From: "Paul E. McKenney" <paulmck@linux.vnet.ibm.com>
To: Pranith Kumar <bobby.prani@gmail.com>
Cc: Dipankar Sarma <dipankar@in.ibm.com>,
"open list:READ-COPY UPDATE..." <linux-kernel@vger.kernel.org>
Subject: Re: [RFC PATCH 1/1] kernel/rcu/tree.c: correct a check for grace period in progress
Date: Wed, 11 Jun 2014 11:18:40 -0700 [thread overview]
Message-ID: <20140611181840.GA26554@linux.vnet.ibm.com> (raw)
In-Reply-To: <20140611044242.GY4581@linux.vnet.ibm.com>
On Tue, Jun 10, 2014 at 09:42:42PM -0700, Paul E. McKenney wrote:
> On Wed, Jun 11, 2014 at 12:23:57AM -0400, Pranith Kumar wrote:
> > Hi Paul,
> >
> > On Wed, Jun 11, 2014 at 12:12 AM, Paul E. McKenney
> > <paulmck@linux.vnet.ibm.com> wrote:
> > >> if (rnp->gpnum != rnp->completed ||
> > >> - ACCESS_ONCE(rnp->gpnum) != ACCESS_ONCE(rnp->completed)) {
> > >> + ACCESS_ONCE(rnp_root->gpnum) != ACCESS_ONCE(rnp_root->completed)) {
> > >
> > > At this point in the code, we are checking the current rcu_node structure,
> > > which might or might not be the root. If it is not the root, we absolutely
> > > cannot compare against the root because we don't yet hold the root's lock.
> > >
> >
> > I was a bit thrown by the double checking which is being done
> > (rnp->gpnum != rnp->complete) in that if condition. Once without
> > ACCESS_ONCE and one with. Is there any particular reason for this?
> >
> > I now understand that we are comparing ->gpnum and ->completed of the
> > root node which might change from under us if we don't hold the root's
> > lock. I will keep looking :)
>
> Hmmm... Now that you mention it, that does look a bit strange.
And it turns out that you were right to begin with! I queue your change,
but with a full explanation in the commit log and with some additions to
the comment. Please see below.
Thanx, Paul
------------------------------------------------------------------------
rcu: Check both root and current rcu_node when setting up future grace period
The rcu_start_future_gp() function checks the current rcu_node's ->gpnum
and ->completed twice, once without ACCESS_ONCE() and once with it.

###

## Job 1
List every distinct email address that appears in the mailing-list message on the RCU grace-period check.
## Job 2
Recast the records starting at the line containing "Label each instance of the soyouz" and ending at the line containing "column 868, row 663" as a two-column CSV with columns label_text and coordinates. Put one row per record, with each field quoted and any line breaks replaced by spaces.

###

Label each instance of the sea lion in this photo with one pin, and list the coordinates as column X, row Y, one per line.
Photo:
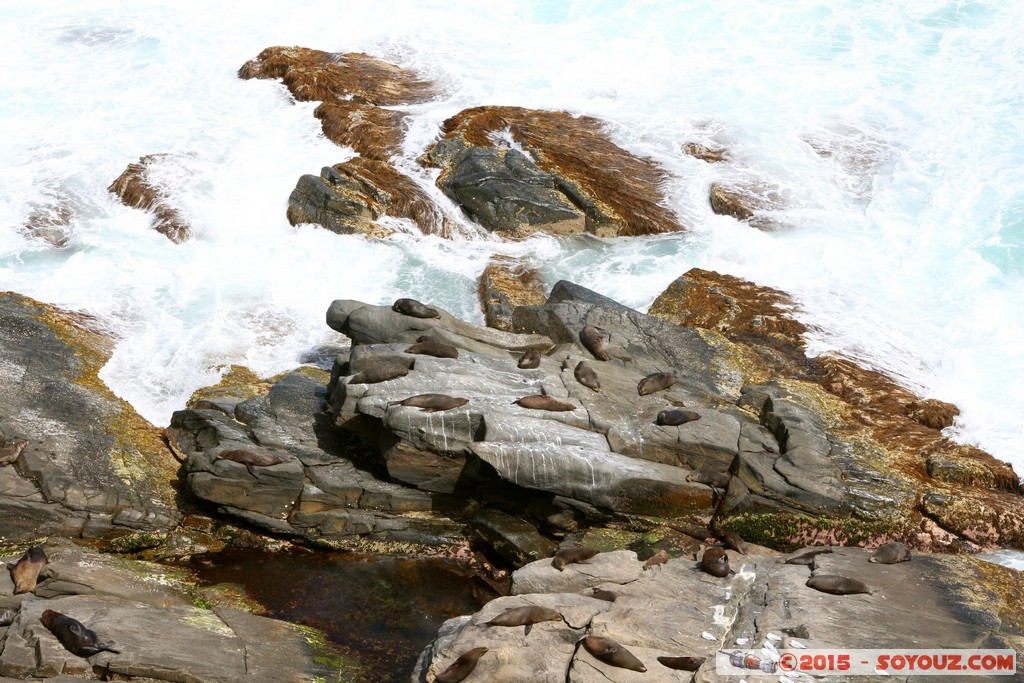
column 675, row 417
column 806, row 555
column 827, row 583
column 655, row 382
column 716, row 562
column 611, row 653
column 593, row 340
column 76, row 638
column 660, row 557
column 25, row 572
column 571, row 556
column 431, row 402
column 9, row 454
column 527, row 616
column 682, row 664
column 529, row 359
column 434, row 348
column 710, row 478
column 379, row 373
column 586, row 376
column 414, row 308
column 542, row 401
column 250, row 459
column 891, row 553
column 462, row 667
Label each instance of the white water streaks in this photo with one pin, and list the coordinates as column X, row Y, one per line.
column 892, row 132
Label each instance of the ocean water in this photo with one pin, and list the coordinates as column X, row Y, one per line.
column 895, row 132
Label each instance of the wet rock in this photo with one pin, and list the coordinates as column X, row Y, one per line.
column 615, row 193
column 136, row 188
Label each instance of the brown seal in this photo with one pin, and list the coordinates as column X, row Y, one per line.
column 434, row 348
column 658, row 558
column 380, row 373
column 891, row 553
column 655, row 382
column 74, row 636
column 571, row 556
column 414, row 308
column 710, row 478
column 593, row 341
column 250, row 459
column 586, row 376
column 716, row 562
column 542, row 401
column 806, row 555
column 828, row 583
column 462, row 667
column 526, row 616
column 9, row 454
column 529, row 359
column 25, row 572
column 431, row 402
column 682, row 664
column 611, row 653
column 675, row 417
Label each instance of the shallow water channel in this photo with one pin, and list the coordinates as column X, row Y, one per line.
column 378, row 609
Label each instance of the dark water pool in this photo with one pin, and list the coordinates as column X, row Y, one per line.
column 378, row 609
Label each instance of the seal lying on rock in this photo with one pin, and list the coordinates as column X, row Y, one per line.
column 837, row 585
column 655, row 382
column 527, row 616
column 593, row 341
column 414, row 308
column 250, row 459
column 25, row 572
column 891, row 553
column 571, row 556
column 431, row 402
column 74, row 636
column 611, row 653
column 462, row 667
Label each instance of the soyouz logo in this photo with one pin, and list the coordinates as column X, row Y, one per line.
column 868, row 663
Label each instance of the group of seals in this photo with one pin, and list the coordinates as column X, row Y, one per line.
column 25, row 572
column 76, row 638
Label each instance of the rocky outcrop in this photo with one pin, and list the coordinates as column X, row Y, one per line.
column 676, row 610
column 144, row 610
column 136, row 189
column 92, row 468
column 517, row 170
column 351, row 197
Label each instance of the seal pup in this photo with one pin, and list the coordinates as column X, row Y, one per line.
column 431, row 402
column 891, row 553
column 462, row 667
column 250, row 459
column 9, row 454
column 76, row 638
column 593, row 340
column 829, row 583
column 716, row 562
column 571, row 556
column 529, row 359
column 434, row 348
column 655, row 382
column 586, row 376
column 414, row 308
column 806, row 555
column 25, row 572
column 660, row 557
column 675, row 417
column 526, row 616
column 611, row 653
column 682, row 664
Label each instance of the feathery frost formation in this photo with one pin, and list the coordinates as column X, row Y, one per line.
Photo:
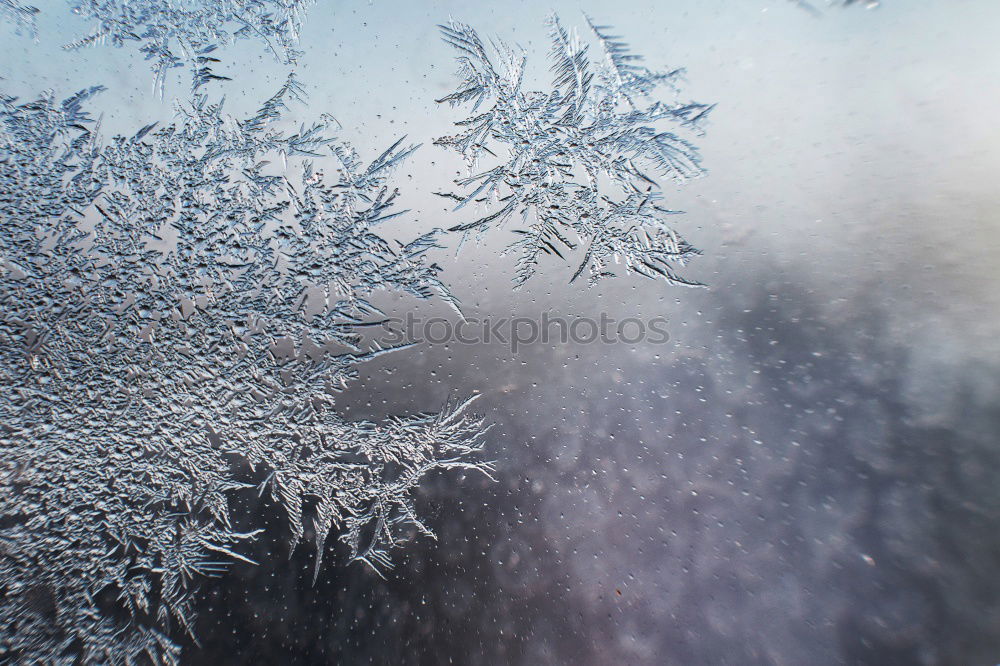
column 20, row 15
column 575, row 164
column 179, row 33
column 177, row 310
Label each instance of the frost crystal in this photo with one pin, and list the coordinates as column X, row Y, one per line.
column 174, row 306
column 175, row 33
column 22, row 16
column 576, row 164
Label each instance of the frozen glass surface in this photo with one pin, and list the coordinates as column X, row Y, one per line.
column 433, row 332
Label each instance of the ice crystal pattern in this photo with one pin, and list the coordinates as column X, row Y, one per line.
column 576, row 164
column 178, row 33
column 178, row 308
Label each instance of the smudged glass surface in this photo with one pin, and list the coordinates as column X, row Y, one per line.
column 213, row 212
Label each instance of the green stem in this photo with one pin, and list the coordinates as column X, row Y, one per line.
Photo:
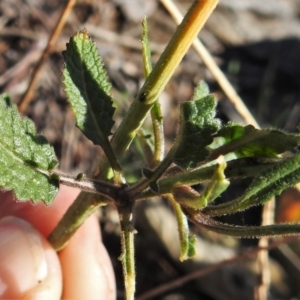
column 82, row 209
column 183, row 227
column 127, row 255
column 156, row 174
column 156, row 114
column 155, row 83
column 235, row 169
column 160, row 75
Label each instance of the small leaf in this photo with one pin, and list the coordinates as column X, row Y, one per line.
column 269, row 183
column 88, row 91
column 197, row 125
column 242, row 231
column 251, row 142
column 218, row 183
column 201, row 90
column 25, row 157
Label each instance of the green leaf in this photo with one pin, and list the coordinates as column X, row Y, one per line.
column 242, row 231
column 269, row 183
column 251, row 142
column 25, row 157
column 197, row 125
column 88, row 91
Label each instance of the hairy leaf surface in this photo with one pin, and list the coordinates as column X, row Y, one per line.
column 269, row 183
column 197, row 125
column 25, row 157
column 88, row 91
column 251, row 142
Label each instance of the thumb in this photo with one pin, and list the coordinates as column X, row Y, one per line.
column 29, row 267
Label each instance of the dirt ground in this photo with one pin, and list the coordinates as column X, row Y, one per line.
column 256, row 44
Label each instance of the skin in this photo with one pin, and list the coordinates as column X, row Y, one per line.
column 31, row 269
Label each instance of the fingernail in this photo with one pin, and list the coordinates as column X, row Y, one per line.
column 22, row 258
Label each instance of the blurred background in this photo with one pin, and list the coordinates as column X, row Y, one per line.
column 255, row 43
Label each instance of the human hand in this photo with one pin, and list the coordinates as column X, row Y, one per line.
column 31, row 269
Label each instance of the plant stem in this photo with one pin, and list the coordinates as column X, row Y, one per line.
column 89, row 185
column 127, row 255
column 155, row 83
column 82, row 209
column 235, row 169
column 156, row 114
column 160, row 75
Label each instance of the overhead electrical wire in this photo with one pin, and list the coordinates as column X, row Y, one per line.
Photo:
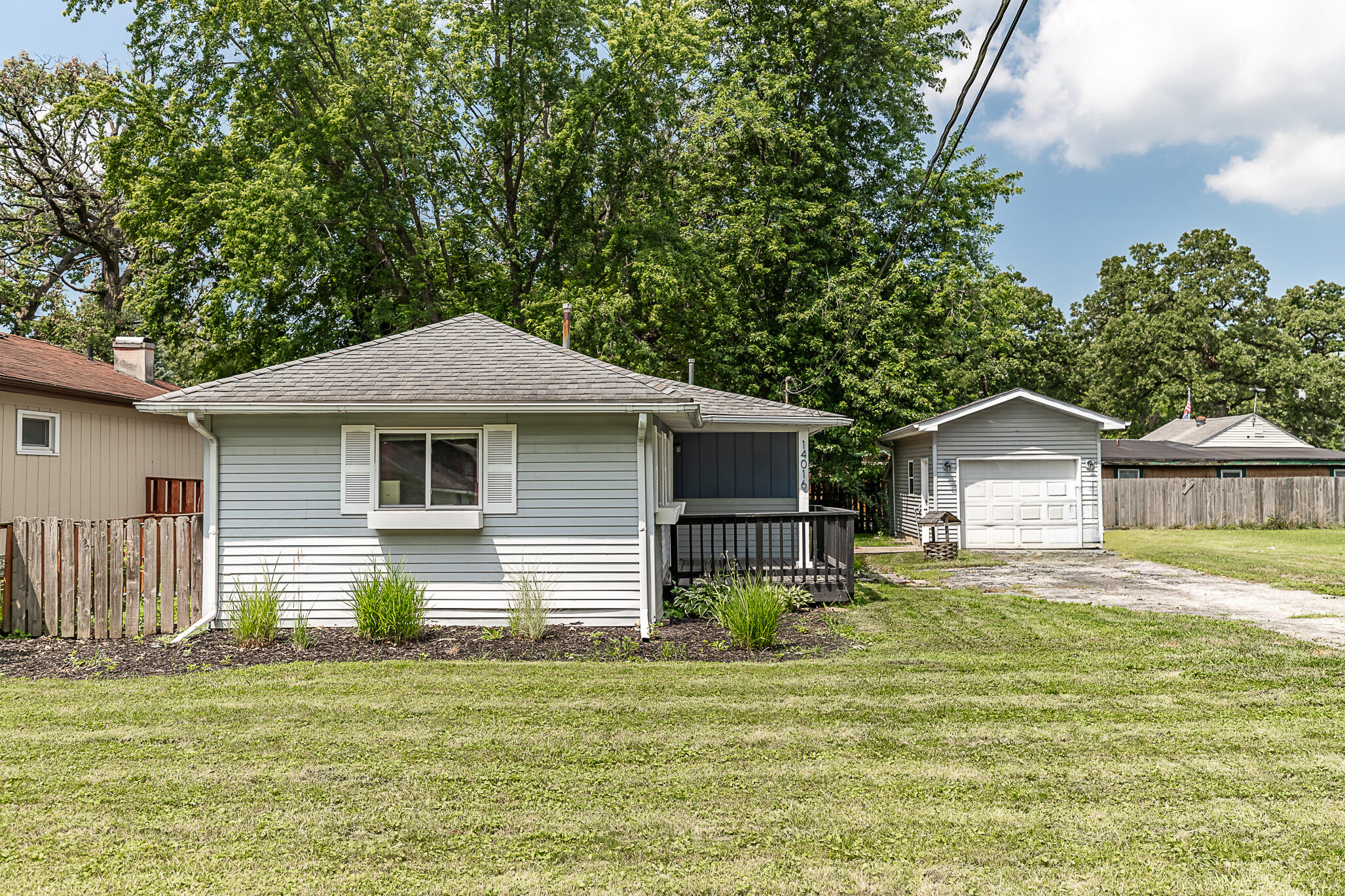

###

## Task output 1
paulmck@linux.vnet.ibm.com
bobby.prani@gmail.com
dipankar@in.ibm.com
linux-kernel@vger.kernel.org

## Task output 2
label_text,coordinates
"Label each instance of the soyouz logo in this photo with one pin, and list the coordinates as column X, row Y, one per line.","column 868, row 663"